Task goal -
Count the lines in the items below that contain the string "window", treating uppercase and lowercase letters as distinct. Reply with the number alone.
--- start of Data for this task ---
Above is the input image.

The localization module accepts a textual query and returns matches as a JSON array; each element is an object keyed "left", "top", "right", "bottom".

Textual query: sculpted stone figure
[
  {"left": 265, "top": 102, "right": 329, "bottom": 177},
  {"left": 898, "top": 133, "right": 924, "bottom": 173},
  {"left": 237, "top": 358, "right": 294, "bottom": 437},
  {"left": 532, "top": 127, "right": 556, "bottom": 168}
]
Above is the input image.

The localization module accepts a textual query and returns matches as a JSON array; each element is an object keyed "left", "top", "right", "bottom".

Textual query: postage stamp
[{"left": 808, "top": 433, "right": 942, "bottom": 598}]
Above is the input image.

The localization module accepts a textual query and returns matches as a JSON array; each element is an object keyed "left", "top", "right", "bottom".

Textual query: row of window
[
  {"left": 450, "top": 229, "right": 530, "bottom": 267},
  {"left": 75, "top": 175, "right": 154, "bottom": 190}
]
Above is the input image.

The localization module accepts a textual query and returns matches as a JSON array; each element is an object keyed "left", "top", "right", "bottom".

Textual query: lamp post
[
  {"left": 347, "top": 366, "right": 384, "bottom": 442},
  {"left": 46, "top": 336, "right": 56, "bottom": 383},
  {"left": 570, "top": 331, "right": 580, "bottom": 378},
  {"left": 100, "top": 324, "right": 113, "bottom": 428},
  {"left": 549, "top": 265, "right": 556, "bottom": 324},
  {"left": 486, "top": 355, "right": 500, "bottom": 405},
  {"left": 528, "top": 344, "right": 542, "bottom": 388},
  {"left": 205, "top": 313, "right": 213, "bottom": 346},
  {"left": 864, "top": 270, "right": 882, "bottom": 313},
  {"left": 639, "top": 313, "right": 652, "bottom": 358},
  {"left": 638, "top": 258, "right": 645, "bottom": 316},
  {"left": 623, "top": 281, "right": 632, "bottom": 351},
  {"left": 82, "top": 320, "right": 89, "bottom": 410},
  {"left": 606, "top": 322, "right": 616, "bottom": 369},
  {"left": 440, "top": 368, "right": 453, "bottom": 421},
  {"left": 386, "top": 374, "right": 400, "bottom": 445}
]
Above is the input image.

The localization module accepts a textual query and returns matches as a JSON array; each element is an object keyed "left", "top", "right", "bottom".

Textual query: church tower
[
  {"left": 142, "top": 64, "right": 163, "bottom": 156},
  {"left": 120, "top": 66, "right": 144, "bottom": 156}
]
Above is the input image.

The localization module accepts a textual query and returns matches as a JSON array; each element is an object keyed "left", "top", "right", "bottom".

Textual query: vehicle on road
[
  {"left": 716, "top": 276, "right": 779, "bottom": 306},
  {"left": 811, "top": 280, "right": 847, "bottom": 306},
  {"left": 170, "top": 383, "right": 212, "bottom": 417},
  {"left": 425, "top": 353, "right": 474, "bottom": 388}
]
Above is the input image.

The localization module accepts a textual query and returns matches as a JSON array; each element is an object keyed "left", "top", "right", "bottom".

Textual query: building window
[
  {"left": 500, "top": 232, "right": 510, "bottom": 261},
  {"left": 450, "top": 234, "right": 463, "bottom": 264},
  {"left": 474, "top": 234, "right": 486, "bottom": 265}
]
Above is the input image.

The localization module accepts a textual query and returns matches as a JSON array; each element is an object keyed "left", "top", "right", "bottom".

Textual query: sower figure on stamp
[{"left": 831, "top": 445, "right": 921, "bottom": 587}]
--- end of Data for this task ---
Output below -
2